[DOCUMENT SEGMENT — start]
Materials and Methods
The current study was designed according to the CONSORT guidelines for transparent reporting of trials. The methodological background chart of the study is shown in Figure 1.
Study Design and Eligibility
This phase II randomized, double-blind, sham-controlled, two-arm parallel design, was conducted at one single center study in Hospital de Clínicas de Porto Alegre (Rio Grande do Sul, Brazil). The study was reviewed and approved by the IRB (IRB from the Hospital de Clínicas de Porto Alegre—HCPA/UFRGS/Approval number: 154.287) and conducted in accordance with the Declaration of Helsinki Principles. Written informed consent was obtained from all participants. The trial was registered at the Brazilian Human Health Regulator for Research with the approval number CAAE 07802012.0.0000.5327 (Platform Brazil, aplicacao.saude.gov.br/plataformabrasil/login.jsf).
The studied enrolled 80 subjects in according to the following parameters: (i) Diagnosis of chronic C hepatitis (according to the detection of anti-HCV antibodies and HCV RNA in the presence of histological or biological signs of chronic hepatitis). (ii) Current treatment with Peg-INF in combination with ribavirin and/or protease inhibitors.
[DOCUMENT SEGMENT — finish]
* WHAT YOU WILL DO
a – Say whether each statement agrees with the hepatitis C trial methods, answering yes or no and quoting the deciding words: (i) the trial was run at a single center; (ii) the trial was open-label; (iii) participants gave written informed consent.
b – Carry on writing the hepatitis C trial methods, picking up after its final sentence.
None of the entries are needed for this work.
[RECORDED INFORMATION — start]
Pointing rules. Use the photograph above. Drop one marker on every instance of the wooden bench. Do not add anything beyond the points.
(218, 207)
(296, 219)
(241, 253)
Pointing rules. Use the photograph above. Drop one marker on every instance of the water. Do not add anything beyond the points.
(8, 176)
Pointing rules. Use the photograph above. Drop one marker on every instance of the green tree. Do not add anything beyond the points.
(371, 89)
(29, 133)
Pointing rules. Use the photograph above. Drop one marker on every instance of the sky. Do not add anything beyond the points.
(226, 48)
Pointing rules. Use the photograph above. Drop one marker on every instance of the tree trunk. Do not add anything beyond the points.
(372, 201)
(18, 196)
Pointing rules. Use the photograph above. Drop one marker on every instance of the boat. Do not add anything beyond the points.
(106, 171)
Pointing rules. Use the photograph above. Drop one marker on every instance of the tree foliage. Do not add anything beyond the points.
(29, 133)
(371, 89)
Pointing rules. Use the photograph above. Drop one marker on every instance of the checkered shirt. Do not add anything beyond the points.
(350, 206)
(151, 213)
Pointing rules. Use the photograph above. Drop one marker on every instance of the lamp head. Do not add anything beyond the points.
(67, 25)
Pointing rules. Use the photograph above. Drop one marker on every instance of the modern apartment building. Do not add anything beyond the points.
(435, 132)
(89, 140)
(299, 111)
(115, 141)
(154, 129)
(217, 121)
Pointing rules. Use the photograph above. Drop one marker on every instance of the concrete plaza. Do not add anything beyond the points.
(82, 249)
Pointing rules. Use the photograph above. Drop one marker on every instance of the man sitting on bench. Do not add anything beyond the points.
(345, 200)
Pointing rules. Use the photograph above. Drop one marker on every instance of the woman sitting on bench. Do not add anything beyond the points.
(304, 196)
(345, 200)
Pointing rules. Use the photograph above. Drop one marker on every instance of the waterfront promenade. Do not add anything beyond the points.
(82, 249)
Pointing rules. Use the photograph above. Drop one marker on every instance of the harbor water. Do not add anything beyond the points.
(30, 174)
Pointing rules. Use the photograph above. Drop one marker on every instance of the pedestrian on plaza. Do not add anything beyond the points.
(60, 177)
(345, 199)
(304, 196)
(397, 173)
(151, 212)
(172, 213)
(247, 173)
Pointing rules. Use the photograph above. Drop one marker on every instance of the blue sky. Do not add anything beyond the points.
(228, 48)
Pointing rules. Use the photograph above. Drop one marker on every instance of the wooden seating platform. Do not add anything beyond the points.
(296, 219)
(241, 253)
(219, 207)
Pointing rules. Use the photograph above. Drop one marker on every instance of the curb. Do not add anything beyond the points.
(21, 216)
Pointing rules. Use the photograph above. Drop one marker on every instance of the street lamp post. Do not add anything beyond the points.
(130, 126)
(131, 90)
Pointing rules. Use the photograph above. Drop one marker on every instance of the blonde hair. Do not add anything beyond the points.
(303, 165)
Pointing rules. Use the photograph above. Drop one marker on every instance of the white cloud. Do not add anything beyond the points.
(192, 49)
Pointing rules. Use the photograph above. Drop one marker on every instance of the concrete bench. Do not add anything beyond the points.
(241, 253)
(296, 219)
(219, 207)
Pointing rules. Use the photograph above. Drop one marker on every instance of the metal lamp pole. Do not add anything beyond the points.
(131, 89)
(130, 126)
[RECORDED INFORMATION — finish]
* TASK-BY-TASK OUTPUTS
a –
(i) Yes: "conducted at one single center study in Hospital de Clínicas de Porto Alegre"
(ii) No: "This phase II randomized, double-blind, sham-controlled, two-arm parallel design"
(iii) Yes: "Written informed consent was obtained from all participants."

b –
Inclusion and Exclusion Criteria
In order to be a part of the study, the subjects had to fulfill all of the following inclusion criteria: (i) Age range between 18 and 75 years. (ii) Pain VAS scores ≥ 4. (iii) Presence of depression (assessed by Beck Depression Inventory) for at least 3 months prior of enrollment. (iv) Statement of daily activities limitations (absence from work, decrease of social skills, loss of emotional involvement in routine activities, lack of personal goals, and restriction in cognitive abilities, such as loss of concentrating and memory) related to HCV infection. Participants were excluded if they met the following parameters: (i) History of liver transplant. (ii) Presence of any metal object or implant in brain, skull, scalp, or neck. (iii) Implantable devices, including cardiac pacemakers and defibrillators. (iv) Pregnancy. (v) Morbidly obesity (BMI above 40). (vi) HIV infection. (vii) History of alcohol or substance abuse in the past 6 months. After applying the inclusion and exclusion criteria, 31 patients were excluded. Moreover, 21 patients declined participating due to difficulty in accessing the hospital according to the required study protocol. A final sample size of 28 subjects was randomized.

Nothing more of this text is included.